**課題:** 記録の冒頭から「box: [646, 864, 729, 910]」を含む行までを、「clicks」を「points」に置き換えて書き直しなさい。それ以外の部分は変えないこと。

**記録の抜粋:**

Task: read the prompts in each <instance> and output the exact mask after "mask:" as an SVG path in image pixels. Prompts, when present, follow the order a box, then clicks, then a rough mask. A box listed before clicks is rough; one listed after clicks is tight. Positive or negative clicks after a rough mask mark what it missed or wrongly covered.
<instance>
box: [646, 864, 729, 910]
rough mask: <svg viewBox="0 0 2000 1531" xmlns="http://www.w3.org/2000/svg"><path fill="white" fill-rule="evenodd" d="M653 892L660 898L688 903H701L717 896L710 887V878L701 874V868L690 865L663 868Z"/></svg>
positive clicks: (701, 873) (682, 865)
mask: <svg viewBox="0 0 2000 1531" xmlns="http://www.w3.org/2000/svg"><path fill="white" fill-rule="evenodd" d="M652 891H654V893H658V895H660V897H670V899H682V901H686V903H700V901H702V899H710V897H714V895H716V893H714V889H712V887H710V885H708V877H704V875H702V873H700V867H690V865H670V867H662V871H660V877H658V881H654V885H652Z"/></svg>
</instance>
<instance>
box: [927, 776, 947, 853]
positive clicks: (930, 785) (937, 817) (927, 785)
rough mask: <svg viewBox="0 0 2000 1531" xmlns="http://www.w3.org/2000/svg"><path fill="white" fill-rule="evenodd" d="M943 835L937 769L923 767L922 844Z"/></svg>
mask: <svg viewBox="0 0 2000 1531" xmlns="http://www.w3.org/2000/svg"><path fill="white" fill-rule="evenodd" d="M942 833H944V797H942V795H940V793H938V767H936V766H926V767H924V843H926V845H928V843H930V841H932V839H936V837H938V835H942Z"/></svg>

**解答例:**
Task: read the prompts in each <instance> and output the exact mask after "mask:" as an SVG path in image pixels. Prompts, when present, follow the order a box, then points, then a rough mask. A box listed before points is rough; one listed after points is tight. Positive or negative points after a rough mask mark what it missed or wrongly covered.
<instance>
box: [646, 864, 729, 910]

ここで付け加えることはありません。